**ROWS**
┄┄┄┄┄┄┄┄┄┄┄┄┄┄┄┄┄┄┄┄
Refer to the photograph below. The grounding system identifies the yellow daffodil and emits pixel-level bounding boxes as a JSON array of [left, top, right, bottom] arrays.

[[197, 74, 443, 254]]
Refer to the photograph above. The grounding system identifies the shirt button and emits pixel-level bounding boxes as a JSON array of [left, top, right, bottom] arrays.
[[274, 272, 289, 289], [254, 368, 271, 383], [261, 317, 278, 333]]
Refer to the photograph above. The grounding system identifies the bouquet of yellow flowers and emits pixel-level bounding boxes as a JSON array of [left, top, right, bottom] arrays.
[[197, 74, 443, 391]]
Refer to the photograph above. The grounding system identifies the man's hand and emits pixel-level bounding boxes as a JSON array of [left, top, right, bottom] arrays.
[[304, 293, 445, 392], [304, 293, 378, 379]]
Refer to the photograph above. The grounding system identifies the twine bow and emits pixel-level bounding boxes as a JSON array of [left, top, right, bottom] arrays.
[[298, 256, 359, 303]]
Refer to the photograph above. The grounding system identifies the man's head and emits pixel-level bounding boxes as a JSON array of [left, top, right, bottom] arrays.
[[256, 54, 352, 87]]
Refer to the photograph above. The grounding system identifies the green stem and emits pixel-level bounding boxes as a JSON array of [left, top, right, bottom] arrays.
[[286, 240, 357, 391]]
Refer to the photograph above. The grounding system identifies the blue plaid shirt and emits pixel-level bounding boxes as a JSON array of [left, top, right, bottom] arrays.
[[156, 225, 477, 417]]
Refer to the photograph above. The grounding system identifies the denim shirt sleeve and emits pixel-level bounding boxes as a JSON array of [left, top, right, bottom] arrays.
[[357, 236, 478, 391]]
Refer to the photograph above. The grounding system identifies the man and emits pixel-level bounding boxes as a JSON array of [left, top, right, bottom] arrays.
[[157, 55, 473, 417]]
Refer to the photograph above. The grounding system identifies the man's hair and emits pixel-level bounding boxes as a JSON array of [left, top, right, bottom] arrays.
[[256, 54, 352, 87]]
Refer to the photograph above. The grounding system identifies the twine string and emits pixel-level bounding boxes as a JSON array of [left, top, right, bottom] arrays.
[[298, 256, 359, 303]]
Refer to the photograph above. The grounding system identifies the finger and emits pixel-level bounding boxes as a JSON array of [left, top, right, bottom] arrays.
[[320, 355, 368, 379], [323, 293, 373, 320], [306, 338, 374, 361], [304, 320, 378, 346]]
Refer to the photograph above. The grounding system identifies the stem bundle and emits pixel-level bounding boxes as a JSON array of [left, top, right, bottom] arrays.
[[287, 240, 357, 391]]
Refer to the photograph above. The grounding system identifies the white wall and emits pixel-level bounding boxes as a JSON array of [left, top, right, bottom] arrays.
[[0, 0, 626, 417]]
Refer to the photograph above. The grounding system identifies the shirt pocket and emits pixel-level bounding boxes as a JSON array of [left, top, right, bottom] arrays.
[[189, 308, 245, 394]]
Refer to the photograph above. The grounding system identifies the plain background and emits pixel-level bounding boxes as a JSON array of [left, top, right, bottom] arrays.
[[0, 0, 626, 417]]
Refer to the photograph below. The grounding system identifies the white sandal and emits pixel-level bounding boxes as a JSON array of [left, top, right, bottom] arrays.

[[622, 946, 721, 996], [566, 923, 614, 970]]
┄┄┄┄┄┄┄┄┄┄┄┄┄┄┄┄┄┄┄┄
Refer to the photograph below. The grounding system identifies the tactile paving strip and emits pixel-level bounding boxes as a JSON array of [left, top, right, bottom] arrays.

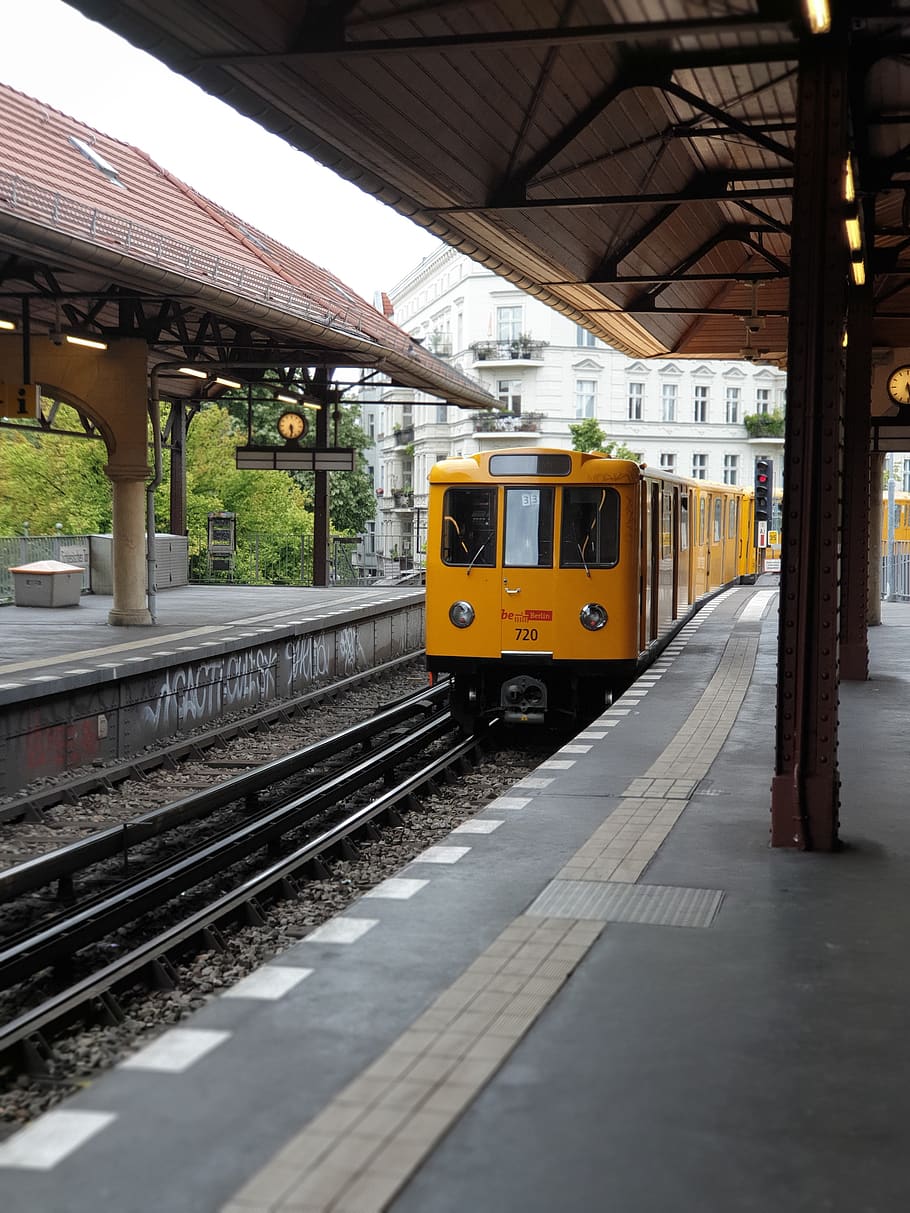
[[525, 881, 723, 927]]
┄┄┄┄┄┄┄┄┄┄┄┄┄┄┄┄┄┄┄┄
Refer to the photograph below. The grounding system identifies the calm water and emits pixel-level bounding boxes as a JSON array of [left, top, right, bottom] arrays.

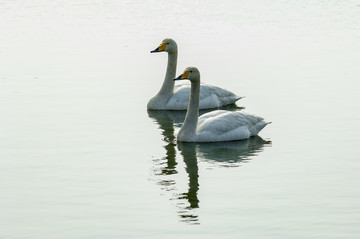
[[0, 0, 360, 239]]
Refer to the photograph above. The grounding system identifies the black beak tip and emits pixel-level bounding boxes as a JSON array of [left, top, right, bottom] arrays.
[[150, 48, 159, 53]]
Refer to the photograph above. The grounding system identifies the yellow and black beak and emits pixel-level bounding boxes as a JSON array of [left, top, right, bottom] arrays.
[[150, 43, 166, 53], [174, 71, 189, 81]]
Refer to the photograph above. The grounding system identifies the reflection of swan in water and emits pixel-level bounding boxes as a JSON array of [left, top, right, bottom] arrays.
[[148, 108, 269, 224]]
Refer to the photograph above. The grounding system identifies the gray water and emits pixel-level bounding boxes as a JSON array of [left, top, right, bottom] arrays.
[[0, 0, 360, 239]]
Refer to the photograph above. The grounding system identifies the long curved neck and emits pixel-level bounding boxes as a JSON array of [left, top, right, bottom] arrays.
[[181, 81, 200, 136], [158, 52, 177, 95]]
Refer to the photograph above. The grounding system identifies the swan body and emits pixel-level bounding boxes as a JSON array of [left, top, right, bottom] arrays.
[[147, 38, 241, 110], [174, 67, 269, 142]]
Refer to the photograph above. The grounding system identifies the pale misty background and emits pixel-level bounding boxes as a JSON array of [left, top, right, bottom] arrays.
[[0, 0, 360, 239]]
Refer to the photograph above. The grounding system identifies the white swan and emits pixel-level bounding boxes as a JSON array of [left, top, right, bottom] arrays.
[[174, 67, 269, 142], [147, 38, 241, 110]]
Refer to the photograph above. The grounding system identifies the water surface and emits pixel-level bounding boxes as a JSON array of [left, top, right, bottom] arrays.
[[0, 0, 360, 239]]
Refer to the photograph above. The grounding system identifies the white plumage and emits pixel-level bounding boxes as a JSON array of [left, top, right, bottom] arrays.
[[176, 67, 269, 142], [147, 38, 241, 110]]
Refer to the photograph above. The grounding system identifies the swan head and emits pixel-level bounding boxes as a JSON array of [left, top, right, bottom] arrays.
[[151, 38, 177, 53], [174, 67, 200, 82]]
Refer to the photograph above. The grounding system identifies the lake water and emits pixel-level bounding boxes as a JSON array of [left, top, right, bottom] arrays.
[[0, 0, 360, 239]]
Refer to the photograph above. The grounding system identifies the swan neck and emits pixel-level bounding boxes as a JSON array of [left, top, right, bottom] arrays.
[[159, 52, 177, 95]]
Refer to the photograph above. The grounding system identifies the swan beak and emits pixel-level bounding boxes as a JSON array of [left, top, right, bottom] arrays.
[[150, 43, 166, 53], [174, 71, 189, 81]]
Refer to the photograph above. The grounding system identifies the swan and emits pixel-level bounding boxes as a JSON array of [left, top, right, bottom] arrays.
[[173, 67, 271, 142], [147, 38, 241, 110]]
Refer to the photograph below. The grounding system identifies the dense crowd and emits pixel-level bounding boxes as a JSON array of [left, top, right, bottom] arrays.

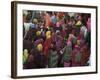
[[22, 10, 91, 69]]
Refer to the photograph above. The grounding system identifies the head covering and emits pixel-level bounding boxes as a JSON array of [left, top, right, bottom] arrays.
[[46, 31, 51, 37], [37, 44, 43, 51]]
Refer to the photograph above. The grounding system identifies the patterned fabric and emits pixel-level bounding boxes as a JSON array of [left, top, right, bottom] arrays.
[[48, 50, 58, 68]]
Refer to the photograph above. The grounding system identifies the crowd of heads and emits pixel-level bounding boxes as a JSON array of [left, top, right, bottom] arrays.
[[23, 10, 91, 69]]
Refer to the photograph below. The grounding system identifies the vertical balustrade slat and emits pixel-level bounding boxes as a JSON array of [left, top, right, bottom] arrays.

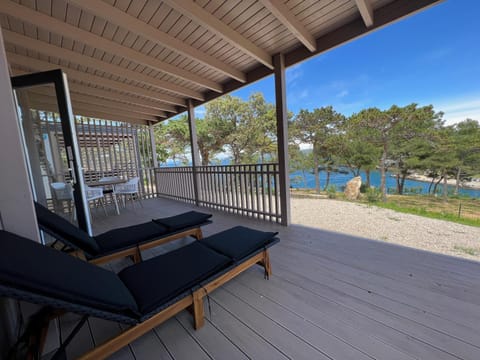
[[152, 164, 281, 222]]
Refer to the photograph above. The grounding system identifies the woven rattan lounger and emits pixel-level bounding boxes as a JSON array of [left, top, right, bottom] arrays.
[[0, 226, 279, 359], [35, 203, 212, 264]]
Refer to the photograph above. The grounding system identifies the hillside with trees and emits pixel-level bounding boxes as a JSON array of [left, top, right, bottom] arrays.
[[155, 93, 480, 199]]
┄┄┄┄┄┄┄┄┄┄┄┄┄┄┄┄┄┄┄┄
**STATED EXERCISE**
Please pull out each row above that contains the word "neck", copying every such row in full.

**EXERCISE RESULT**
Refer to the photograph above. The grounding system identifies the long curved neck and emits pixel-level bounding boxes as a JSON array of [left, top, right, bottom] arrays.
Refer to the photograph above. The grounding system identifies the swan neck and emits pixel-level bounding boxes as a JSON array of [left, top, right, bottom] arrays.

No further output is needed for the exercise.